At the outset we are met with an issue which is said to be jurisdictional. Counsel for respondent candidly admits failure to raise the point below, but as is our practice we will consider this threshold question before reaching the merits. McGrath v. Kristensen, 340 U.S. 162, 167-168; Ford Motor Co. v. Treasury Dept., 323 U.S. 459, 467; Matson Nav. Co. v. United States, 284 U.S. 352, 359 (admiralty case); Grace v. American Ins. Co., 109 U.S. 278, 283; Hope Ins. Co. v. Boardman, 5 Cranch 57; see Wheeldin v. Wheeler, 371 U.S. 812; Brown Shoe Co. v. United States, 370 U.S. 294, 305-306.
Respondent contends that it is not liable, at least in admiralty, because the impact of its alleged lack of care or unseaworthiness was felt on the pier rather than aboard ship. Whatever validity this proposition may have had until 1948, the passage of the Extension of Admiralty Jurisdiction Act, 62 Stat. 496, 46 U.S.C. § 740, swept it away when it made vessels on navigable water liable for damage or injury "notwithstanding that such damage or injury be done or consummated on land." Respondent and the carrier amici curiae would have the statute limited to injuries actually caused by the physical agency of the vessel or a particular part of it — such as when the ship rams a bridge or when its defective winch drops some cargo onto a longshoreman. Cf. Strika v. Netherlands Ministry of Traffic, 185 F.2d 555 (C.A. 2d Cir.); Hagans v. Farrell Lines, 237 F.2d 477 (C.A. 3d Cir.). Nothing in the legislative history supports so restrictive an interpretation of the statutory language. There is no distinction in admiralty between torts committed by the ship itself and by the ship's personnel while operating it, any more than there is between torts "committed" by a corporation and by its employees. And ships are libeled as readily for an unduly bellicose mate's assault on a crewman, see Boudoin v. Lykes Bros. Co., 348 U.S. 336, 339-340; The Rolph, 299 F. 52 (C.A. 9th Cir.), or for having an incompetent crew or master, see Keen v. Overseas Tankship Corp., 194 F.2d 515, 517 (C.A. 2d Cir.), as for a collision. Various far-fetched hypotheticals are raised, such as a suit in admiralty for an ordinary automobile accident involving a ship's officer on ship business in port, or for someone's slipping on beans that continue to leak from these bags in a warehouse in Denver. We think it sufficient for the needs of this occasion to hold that the case is within the maritime jurisdiction under 46 U.S.C. § 740 when, as here, it is alleged that the shipowner commits a tort while or before the ship is being unloaded, and the impact of which is felt ashore at a time and place not remote from the wrongful act.
-*-
:: STATED TASK A ::
Which lines in the entries contain the string "shadow", where case counts? Identify each one and copy it out.
:: STATED TASK B ::
Can you pick up the court opinion on admiralty jurisdiction and continue it past its final sentence?
-*-
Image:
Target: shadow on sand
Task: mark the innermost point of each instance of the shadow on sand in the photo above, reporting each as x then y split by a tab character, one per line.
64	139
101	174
-*-
:: TASK OUTPUT A ::
Target: shadow on sand
Task: mark the innermost point of each instance of the shadow on sand in the photo above, reporting each as x then y split by a tab character, one per line.

:: TASK OUTPUT B ::
The question of whether the warranty of seaworthiness extends to longshoremen on the dock is considered, infra, at pp. 213-214.
As indicated, supra, the trial court found respondent negligent in allowing the beans to be unloaded in their defective bagging, when it knew or should have known that injury was likely to result to persons having to work about the beans that might, and did, spill. There was substantial evidence to support these findings. Witnesses testified that beans spilled out of broken bags throughout unloading, and this is corroborated by respondent's records of the unloading, which stated that bags of beans were found torn at the time of discharging and some of them were recoopered. Moreover, the trial court was entitled to infer that respondent should have known of the defective condition of the bagging when the bean bags were leaking while still in the ship, when beans spilled out of the bags throughout unloading, and when coopers were sent aboard to repair the torn bagging. To be sure, there is some conflict between details of the testimony and respondent's records of the unloading, but the trial court was entitled to believe the one rather than the other. As for the possibility that the beans petitioner slipped on may have come from some other source, such as "for all that appears" a third party, it is sufficient to note that the trial court was not plainly erroneous in not so believing.
The force of these fact findings is not lessened by the contention that respondent did not control the pier or have "even a right to control that locus," 301 F.2d, at 416. We doubt that respondent had no license to go upon the pier at which it was docked and clean up the loose beans, if it had wanted to; the beans were its cargo that it was unloading onto the pier. But we may put this aside, since control of the impact zone is not essential for negligence. The man who drops a barrel out of his loft need not control the sidewalk to be liable to the pedestrian whom the barrel hits. See Byrne v. Boadle, 2 H. C. 722 (Exch.). And the same holds for the man who spills beans out his window, on which the pedestrian slips. Respondent allowed the cargo to be discharged in dangerous and defective bagging, from which beans were leaking before discharge of the cargo began. It had an absolute and nondelegable duty of care toward petitioner not to create this risk to him, which it failed to meet. When this lack of care culminated in petitioner's injury, respondent became legally liable to compensate him for the harm.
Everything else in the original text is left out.